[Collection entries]

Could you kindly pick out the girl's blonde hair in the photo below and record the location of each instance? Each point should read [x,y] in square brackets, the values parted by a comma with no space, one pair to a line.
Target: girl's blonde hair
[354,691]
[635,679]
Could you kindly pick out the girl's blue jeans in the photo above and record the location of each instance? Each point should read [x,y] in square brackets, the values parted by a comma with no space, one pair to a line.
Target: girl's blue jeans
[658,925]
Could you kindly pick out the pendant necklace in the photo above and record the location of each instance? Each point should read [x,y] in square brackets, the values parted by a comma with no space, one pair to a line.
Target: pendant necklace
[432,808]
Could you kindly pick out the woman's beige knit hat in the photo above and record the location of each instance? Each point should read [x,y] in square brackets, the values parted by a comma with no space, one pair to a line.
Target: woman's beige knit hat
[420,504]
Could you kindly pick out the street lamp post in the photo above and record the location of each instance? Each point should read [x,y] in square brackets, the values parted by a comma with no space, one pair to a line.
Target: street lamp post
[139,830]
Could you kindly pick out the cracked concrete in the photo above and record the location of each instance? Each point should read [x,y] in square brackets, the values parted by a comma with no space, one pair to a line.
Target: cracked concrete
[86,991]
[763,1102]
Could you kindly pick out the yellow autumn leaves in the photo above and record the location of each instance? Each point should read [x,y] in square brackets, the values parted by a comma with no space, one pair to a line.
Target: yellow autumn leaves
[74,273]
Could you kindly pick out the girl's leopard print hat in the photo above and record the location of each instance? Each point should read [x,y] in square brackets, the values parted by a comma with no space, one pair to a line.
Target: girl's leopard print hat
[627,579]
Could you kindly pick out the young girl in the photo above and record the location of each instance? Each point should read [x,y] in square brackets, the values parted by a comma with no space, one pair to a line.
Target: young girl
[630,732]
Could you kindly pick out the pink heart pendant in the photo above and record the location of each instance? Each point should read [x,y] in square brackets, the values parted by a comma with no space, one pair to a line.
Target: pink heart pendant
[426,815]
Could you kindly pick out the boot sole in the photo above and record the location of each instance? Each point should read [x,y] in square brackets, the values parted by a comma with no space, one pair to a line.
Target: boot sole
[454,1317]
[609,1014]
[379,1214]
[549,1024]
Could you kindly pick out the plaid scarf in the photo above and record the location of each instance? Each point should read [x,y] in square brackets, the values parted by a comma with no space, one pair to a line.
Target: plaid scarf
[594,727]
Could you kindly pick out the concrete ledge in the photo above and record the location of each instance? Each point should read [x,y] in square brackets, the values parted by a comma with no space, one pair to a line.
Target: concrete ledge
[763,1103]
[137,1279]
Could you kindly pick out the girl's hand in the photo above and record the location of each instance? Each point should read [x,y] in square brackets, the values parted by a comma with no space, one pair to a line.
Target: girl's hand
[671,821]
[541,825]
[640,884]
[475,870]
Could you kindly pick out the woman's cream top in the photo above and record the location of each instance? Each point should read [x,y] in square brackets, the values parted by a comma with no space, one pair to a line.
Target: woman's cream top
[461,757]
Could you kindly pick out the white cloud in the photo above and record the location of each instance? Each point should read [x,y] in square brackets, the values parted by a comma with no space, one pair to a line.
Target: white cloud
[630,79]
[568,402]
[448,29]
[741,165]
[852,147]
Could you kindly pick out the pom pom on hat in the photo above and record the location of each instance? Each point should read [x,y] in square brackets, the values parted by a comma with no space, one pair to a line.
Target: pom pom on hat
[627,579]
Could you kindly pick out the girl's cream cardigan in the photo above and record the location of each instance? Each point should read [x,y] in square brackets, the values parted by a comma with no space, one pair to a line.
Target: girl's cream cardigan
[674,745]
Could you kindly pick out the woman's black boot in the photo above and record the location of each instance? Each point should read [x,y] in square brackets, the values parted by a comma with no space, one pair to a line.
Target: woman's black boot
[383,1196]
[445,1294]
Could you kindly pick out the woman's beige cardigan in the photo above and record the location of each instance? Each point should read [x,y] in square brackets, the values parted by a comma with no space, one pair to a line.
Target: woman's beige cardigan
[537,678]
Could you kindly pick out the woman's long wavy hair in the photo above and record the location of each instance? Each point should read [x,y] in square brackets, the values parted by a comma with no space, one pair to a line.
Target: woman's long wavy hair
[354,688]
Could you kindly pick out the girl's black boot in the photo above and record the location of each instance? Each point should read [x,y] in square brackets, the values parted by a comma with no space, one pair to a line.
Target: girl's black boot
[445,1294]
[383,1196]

* * *

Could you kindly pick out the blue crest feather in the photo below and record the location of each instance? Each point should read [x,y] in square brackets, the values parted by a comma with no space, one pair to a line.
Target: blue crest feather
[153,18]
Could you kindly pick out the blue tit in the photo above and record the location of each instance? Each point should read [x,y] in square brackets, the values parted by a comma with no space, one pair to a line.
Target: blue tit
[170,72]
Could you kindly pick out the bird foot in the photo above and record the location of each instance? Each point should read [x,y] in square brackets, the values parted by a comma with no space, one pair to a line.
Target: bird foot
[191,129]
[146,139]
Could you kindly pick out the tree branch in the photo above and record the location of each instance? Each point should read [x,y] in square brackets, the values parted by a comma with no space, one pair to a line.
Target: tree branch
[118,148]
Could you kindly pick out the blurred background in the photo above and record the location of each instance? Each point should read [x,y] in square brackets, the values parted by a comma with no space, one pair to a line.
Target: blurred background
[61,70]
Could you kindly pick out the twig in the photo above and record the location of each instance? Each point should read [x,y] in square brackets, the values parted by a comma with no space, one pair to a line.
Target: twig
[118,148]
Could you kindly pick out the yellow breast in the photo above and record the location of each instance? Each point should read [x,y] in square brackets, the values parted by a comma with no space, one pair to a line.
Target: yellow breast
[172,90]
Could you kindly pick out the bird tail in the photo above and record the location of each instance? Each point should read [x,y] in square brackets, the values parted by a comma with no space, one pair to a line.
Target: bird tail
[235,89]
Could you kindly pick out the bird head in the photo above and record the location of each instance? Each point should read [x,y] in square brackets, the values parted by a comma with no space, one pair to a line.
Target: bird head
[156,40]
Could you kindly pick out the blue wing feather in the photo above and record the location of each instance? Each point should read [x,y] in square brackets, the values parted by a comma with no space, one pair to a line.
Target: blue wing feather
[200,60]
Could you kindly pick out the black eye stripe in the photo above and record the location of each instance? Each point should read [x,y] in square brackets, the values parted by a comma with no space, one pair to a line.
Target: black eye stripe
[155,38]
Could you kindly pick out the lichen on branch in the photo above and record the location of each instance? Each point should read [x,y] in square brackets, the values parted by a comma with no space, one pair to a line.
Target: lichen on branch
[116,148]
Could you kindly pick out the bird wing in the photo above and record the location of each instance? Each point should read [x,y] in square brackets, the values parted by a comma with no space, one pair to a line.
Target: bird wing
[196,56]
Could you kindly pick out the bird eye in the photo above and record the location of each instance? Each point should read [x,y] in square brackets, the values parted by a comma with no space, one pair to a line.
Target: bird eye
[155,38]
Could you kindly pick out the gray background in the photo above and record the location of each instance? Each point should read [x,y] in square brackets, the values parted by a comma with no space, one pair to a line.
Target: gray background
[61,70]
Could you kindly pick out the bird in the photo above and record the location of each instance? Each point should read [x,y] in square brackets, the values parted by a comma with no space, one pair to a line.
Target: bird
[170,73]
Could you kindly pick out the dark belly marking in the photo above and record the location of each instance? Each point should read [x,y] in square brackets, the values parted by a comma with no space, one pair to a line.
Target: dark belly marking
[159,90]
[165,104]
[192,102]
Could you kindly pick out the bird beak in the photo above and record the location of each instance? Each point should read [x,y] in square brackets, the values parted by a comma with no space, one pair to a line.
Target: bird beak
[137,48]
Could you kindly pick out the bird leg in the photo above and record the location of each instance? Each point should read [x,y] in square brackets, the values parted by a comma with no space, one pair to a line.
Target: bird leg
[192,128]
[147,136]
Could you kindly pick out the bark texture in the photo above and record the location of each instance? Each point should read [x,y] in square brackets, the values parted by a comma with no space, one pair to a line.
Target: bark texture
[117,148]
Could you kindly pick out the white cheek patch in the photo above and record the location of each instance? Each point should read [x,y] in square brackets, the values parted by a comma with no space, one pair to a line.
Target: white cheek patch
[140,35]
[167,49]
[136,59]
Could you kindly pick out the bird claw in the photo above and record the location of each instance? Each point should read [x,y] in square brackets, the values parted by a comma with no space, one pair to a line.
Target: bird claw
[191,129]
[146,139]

* * *

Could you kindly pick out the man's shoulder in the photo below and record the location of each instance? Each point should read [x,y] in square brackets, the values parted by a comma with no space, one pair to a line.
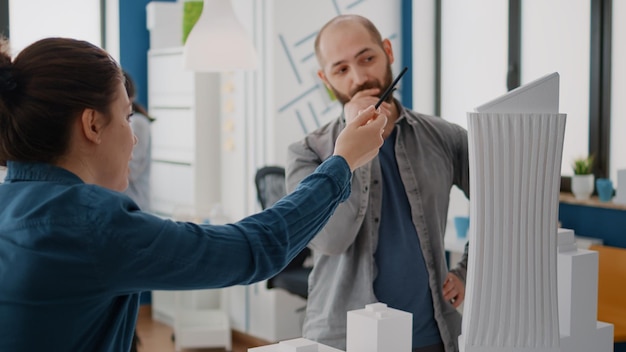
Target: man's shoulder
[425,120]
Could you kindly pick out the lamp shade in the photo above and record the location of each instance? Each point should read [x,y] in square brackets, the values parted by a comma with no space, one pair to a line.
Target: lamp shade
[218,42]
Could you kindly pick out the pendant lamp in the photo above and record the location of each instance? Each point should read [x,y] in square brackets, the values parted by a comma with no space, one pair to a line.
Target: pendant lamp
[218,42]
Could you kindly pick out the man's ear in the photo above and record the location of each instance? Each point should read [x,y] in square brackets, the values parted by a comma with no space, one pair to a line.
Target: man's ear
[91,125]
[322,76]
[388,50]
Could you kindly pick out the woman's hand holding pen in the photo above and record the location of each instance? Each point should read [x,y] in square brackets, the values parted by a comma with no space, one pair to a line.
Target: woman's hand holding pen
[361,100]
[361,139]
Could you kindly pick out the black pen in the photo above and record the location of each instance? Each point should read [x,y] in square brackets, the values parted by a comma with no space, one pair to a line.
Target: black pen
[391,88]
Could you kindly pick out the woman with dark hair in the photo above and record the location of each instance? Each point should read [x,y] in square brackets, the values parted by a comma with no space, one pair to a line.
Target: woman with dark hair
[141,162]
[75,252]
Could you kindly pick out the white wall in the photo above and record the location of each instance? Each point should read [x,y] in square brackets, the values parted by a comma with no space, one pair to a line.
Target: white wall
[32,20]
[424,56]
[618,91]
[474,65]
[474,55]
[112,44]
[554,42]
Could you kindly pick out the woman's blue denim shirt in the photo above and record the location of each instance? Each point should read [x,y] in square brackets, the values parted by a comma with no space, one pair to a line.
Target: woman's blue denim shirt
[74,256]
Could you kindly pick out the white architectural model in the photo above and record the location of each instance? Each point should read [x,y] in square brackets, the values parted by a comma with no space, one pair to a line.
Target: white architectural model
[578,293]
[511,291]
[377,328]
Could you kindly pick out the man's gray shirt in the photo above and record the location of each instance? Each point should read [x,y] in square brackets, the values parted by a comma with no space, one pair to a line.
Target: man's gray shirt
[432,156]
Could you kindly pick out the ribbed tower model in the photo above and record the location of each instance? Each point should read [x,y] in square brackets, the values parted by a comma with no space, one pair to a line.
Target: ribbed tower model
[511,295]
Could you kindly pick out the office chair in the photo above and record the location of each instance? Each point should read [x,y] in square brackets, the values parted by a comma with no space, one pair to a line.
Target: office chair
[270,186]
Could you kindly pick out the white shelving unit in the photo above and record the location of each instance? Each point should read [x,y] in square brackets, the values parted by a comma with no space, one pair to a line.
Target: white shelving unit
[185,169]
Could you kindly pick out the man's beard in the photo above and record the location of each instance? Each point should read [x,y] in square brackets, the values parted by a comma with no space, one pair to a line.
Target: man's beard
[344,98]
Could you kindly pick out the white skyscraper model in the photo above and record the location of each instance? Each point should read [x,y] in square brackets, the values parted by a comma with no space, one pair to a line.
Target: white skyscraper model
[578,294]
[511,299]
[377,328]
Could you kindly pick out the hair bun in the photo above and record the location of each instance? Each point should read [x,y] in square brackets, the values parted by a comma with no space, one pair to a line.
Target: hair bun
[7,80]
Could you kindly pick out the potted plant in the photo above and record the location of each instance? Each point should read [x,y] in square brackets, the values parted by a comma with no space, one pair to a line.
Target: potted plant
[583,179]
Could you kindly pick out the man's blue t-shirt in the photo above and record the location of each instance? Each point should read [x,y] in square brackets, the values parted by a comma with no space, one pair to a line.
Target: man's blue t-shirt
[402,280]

**Exercise requirements:** Extract every line in the collection entries that contains the word "cream", treating case as significant.

**Correct result:**
Could you kindly pick out the woman's cream top in the photo above and record the location of each instance? Each point should read [x,y] in square brackets, the values parted by a comma with no space, one pair to a line.
Target: woman's cream top
Could you kindly pick out the girl's cream cardigan in the photo above and record the location of each instance? Each point should read [x,y] in square brackets, the values parted by a comma with no space, one pair to a line.
Target: girl's cream cardigan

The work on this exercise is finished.